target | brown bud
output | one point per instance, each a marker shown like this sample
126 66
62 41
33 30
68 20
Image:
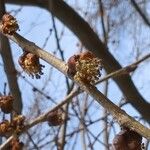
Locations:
55 118
5 128
18 123
127 140
85 67
15 144
9 24
30 64
72 65
6 104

::::::

#### TASK DETAILS
Reproduce every record in full. Leave out the images.

#### RESPONSE AREA
target | brown bud
output | one point per instance, each a marker shown like this sample
126 66
62 41
33 30
68 20
Image:
Locations:
55 118
5 128
18 123
127 140
85 67
15 144
9 24
30 64
72 65
6 104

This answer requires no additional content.